# PROBLEM TO WORK ON
Below are entries to be transcribed exactly; exclude the pictures from the copy.

# GIVEN INFORMATION

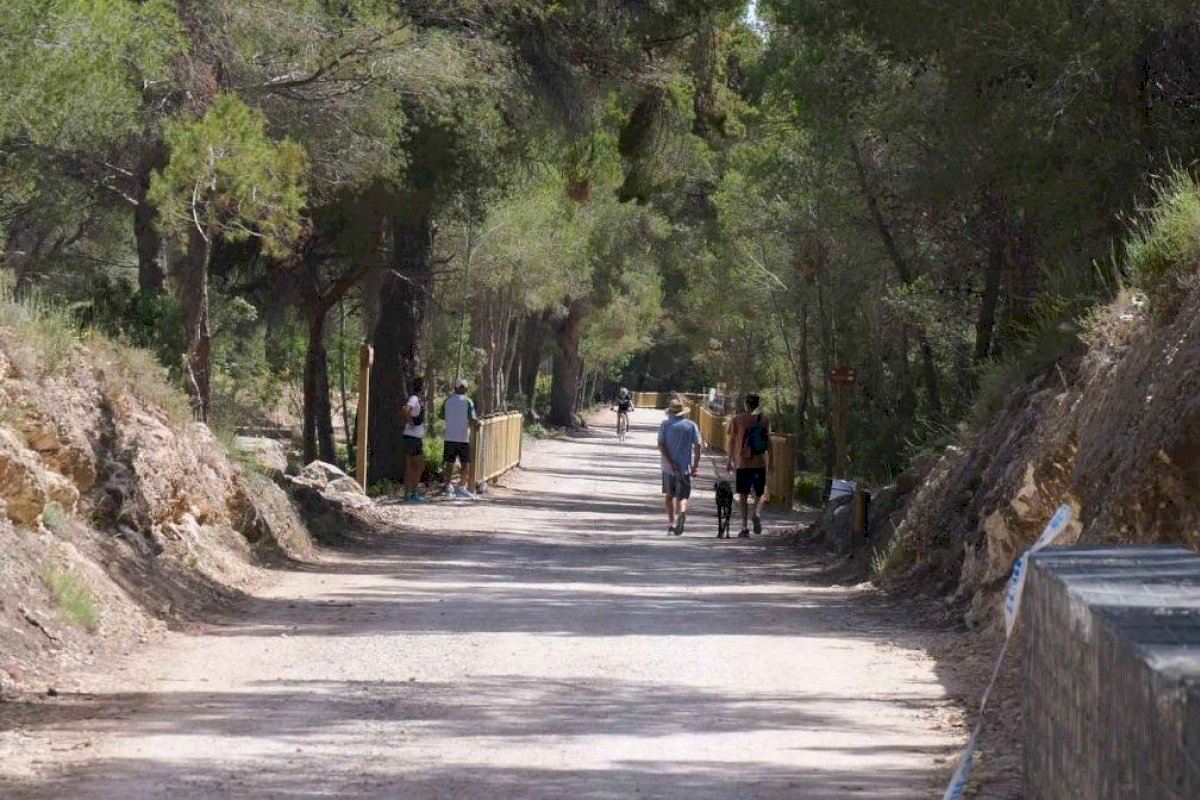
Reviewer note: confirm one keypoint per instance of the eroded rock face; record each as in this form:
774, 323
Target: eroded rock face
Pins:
319, 473
23, 486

# CORRECT OUTPUT
Reviewer note: confirm one keypoint per instance of the eroded rock face; record each as in this form:
774, 323
Target: eroded rock face
Pins:
319, 473
23, 486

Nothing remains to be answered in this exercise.